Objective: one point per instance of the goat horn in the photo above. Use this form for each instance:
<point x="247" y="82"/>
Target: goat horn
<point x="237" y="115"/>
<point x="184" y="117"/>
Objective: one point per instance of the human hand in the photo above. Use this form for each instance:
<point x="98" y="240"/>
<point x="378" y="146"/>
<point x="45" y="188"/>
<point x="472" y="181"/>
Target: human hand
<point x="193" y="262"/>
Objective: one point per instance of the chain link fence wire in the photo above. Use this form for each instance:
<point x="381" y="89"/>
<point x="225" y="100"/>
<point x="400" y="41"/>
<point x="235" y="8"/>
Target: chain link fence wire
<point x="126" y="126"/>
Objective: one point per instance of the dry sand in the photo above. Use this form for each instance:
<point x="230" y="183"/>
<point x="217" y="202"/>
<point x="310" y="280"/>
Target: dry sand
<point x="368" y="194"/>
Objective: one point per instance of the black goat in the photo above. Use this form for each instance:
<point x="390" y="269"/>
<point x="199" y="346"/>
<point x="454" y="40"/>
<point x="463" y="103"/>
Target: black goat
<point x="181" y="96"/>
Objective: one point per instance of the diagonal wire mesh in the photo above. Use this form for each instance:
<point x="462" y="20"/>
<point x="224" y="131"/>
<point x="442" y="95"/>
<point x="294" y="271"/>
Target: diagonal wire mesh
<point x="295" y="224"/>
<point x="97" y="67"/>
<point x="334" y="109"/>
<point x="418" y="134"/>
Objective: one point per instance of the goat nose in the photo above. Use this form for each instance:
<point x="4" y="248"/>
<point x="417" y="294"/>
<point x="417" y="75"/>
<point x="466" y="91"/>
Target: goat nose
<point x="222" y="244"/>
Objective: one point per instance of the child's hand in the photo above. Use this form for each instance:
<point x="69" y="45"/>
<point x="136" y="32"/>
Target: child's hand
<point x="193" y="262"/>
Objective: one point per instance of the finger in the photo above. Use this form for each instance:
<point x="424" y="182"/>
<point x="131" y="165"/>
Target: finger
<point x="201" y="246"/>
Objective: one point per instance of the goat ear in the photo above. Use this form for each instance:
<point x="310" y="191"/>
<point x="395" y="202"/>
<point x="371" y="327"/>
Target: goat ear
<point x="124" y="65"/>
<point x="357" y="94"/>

*GIVEN REQUEST*
Can you copy out, character for character, the lines of the rows above from the line containing "Objective: one point per instance of the goat ear" through the end of the rows?

*THE COMPLETED TASK*
Objective: one point per instance of the goat ear in the photo above. Use this form for each instance:
<point x="310" y="191"/>
<point x="395" y="202"/>
<point x="371" y="327"/>
Target: goat ear
<point x="124" y="65"/>
<point x="357" y="94"/>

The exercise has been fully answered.